* _Written problem_
Render part of the listing below as a Markdown table with the columns Row and Entry. Start at the line that has "Ground distant treeline" and stop after the line that has "480;411;613;501". Number each line in Row, put the line itself in Entry, and skip any blank lines.

* _Supplied data_
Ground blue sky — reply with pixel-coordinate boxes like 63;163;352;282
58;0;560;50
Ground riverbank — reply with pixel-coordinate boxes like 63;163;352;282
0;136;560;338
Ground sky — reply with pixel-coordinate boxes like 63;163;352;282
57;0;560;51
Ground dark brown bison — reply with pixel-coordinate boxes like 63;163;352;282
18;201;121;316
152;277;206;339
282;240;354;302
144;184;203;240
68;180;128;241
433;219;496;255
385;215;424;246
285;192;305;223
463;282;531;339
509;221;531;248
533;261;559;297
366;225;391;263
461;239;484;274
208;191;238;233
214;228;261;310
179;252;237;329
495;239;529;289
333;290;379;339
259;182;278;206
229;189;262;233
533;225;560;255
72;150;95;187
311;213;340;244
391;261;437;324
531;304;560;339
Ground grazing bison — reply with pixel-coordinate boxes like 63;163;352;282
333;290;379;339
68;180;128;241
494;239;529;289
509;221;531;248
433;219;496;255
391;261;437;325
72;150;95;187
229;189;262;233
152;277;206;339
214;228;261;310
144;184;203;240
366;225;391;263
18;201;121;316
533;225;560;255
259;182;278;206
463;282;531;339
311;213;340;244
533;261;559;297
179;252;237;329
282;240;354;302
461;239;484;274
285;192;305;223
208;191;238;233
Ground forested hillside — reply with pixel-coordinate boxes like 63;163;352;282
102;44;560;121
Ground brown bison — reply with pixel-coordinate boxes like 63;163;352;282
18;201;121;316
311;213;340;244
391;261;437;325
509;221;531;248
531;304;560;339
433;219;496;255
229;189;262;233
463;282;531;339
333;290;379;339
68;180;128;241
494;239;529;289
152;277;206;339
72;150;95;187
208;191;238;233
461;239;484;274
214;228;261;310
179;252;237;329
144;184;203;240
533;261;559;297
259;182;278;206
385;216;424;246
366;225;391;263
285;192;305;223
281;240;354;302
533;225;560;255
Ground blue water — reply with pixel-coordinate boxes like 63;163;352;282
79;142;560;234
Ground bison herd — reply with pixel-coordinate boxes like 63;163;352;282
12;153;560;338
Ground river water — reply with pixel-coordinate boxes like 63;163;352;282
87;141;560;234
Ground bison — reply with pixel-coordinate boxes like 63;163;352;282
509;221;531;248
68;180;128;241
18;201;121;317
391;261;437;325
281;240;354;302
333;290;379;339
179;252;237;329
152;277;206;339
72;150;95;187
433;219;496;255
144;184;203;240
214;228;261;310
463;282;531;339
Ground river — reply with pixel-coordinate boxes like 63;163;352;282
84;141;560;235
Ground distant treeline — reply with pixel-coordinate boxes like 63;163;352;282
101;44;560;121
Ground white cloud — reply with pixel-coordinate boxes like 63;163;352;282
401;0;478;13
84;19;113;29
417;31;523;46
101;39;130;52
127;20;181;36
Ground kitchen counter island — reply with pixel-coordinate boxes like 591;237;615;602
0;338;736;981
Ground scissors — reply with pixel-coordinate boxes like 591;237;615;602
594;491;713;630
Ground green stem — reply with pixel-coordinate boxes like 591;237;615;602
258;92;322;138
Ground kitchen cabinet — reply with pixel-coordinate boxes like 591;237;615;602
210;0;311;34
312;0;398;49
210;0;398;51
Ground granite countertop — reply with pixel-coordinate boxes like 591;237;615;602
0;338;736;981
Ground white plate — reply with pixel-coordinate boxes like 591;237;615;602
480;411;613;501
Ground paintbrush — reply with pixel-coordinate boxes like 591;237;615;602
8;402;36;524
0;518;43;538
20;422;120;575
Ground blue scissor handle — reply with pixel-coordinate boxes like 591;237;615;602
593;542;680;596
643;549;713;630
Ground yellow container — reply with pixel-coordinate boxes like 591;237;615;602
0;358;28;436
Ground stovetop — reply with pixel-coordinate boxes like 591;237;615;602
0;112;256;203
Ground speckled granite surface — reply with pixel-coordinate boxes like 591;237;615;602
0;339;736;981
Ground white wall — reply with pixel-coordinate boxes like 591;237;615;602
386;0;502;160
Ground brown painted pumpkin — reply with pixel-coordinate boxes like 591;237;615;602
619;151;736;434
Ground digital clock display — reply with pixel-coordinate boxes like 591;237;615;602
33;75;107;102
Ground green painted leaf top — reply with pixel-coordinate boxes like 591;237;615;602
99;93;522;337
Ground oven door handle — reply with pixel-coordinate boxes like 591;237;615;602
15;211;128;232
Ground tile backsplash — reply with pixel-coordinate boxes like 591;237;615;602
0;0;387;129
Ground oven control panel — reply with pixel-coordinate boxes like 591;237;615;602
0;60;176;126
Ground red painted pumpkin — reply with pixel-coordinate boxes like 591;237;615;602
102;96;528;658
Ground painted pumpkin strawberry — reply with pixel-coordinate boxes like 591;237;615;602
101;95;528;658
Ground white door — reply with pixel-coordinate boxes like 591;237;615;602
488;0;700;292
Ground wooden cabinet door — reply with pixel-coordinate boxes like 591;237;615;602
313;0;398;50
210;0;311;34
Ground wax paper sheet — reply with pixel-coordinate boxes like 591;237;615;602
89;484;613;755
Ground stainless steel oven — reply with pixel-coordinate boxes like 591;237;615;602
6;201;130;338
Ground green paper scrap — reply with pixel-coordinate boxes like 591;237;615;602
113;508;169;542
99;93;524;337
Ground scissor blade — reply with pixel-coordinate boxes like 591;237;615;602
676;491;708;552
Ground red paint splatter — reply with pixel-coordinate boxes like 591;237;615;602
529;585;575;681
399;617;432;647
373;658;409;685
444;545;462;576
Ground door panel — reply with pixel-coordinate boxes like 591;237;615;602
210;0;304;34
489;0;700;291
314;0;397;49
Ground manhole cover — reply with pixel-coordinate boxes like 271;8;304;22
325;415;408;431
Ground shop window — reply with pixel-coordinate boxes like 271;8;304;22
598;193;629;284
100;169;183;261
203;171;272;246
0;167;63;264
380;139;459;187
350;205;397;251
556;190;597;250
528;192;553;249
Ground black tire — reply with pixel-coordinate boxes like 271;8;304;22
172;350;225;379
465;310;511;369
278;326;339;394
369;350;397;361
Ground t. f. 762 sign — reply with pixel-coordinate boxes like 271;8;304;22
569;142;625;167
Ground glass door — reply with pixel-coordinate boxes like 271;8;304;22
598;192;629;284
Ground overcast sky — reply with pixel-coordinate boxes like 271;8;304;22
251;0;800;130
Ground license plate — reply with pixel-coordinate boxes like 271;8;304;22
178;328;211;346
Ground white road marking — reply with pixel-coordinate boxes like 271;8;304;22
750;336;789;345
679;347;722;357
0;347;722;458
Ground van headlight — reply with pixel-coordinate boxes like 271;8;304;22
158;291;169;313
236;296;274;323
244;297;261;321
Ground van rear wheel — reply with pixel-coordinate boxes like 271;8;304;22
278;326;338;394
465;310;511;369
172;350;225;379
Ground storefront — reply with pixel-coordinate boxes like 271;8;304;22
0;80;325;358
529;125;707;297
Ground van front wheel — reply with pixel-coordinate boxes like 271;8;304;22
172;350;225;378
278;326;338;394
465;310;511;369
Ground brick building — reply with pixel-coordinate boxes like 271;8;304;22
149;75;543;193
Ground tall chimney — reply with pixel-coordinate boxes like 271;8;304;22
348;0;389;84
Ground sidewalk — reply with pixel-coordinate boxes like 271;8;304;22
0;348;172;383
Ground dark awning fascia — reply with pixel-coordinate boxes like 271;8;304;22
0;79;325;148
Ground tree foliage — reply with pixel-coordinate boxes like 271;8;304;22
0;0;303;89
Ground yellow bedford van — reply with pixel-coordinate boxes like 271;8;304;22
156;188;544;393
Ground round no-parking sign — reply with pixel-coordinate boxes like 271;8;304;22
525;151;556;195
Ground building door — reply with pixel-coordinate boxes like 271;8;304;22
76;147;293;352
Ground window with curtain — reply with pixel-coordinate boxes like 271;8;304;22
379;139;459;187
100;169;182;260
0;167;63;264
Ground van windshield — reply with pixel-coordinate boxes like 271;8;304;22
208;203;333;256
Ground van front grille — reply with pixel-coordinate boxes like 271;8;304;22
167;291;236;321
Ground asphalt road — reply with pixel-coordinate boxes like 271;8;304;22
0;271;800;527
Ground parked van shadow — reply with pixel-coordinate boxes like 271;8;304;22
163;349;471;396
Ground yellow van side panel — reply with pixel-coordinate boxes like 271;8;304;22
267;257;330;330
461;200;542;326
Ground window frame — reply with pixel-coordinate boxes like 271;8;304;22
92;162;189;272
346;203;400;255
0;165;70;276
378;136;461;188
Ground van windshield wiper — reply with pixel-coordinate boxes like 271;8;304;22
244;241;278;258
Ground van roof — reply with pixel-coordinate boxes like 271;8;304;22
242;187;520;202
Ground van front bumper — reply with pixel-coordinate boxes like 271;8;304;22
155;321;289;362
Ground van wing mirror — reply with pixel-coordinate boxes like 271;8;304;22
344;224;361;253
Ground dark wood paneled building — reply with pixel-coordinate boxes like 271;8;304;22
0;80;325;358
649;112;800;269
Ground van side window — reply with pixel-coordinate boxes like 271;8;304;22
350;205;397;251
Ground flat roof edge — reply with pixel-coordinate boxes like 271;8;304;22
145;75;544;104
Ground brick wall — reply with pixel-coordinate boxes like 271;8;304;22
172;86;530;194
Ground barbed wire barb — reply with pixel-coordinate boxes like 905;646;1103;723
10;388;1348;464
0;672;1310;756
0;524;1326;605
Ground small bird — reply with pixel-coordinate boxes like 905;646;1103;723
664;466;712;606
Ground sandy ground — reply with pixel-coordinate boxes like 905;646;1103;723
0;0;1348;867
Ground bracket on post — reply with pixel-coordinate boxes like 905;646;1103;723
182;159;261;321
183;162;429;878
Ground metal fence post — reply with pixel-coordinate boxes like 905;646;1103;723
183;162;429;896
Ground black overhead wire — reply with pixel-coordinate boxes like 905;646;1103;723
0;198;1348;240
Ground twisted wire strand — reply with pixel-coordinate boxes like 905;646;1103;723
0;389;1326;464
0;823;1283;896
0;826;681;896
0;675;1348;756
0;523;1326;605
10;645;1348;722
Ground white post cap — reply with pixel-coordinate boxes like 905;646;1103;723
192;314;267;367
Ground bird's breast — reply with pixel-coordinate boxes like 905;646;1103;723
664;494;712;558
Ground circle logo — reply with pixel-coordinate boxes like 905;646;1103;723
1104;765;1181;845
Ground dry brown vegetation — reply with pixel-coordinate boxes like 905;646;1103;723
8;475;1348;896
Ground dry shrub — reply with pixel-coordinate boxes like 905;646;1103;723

* _Task response_
| Row | Entry |
|---|---|
| 1 | Ground distant treeline — reply with pixel-coordinate boxes like 63;163;352;282 |
| 2 | 101;44;560;121 |
| 3 | Ground white cloud — reply with pixel-coordinate boxes like 63;163;352;282 |
| 4 | 401;0;478;13 |
| 5 | 84;19;113;29 |
| 6 | 417;31;523;46 |
| 7 | 101;39;130;52 |
| 8 | 127;20;181;36 |
| 9 | Ground kitchen counter island — reply with pixel-coordinate boxes like 591;237;615;602 |
| 10 | 0;338;736;981 |
| 11 | Ground scissors — reply with pixel-coordinate boxes like 591;237;615;602 |
| 12 | 594;491;713;630 |
| 13 | Ground green stem — reply with pixel-coordinate boxes like 591;237;615;602 |
| 14 | 258;92;322;138 |
| 15 | Ground kitchen cabinet — reply with pixel-coordinate boxes like 591;237;615;602 |
| 16 | 210;0;311;34 |
| 17 | 312;0;398;49 |
| 18 | 210;0;398;51 |
| 19 | Ground granite countertop — reply with pixel-coordinate boxes like 591;237;615;602 |
| 20 | 0;338;736;981 |
| 21 | Ground white plate — reply with pixel-coordinate boxes like 591;237;615;602 |
| 22 | 480;411;613;501 |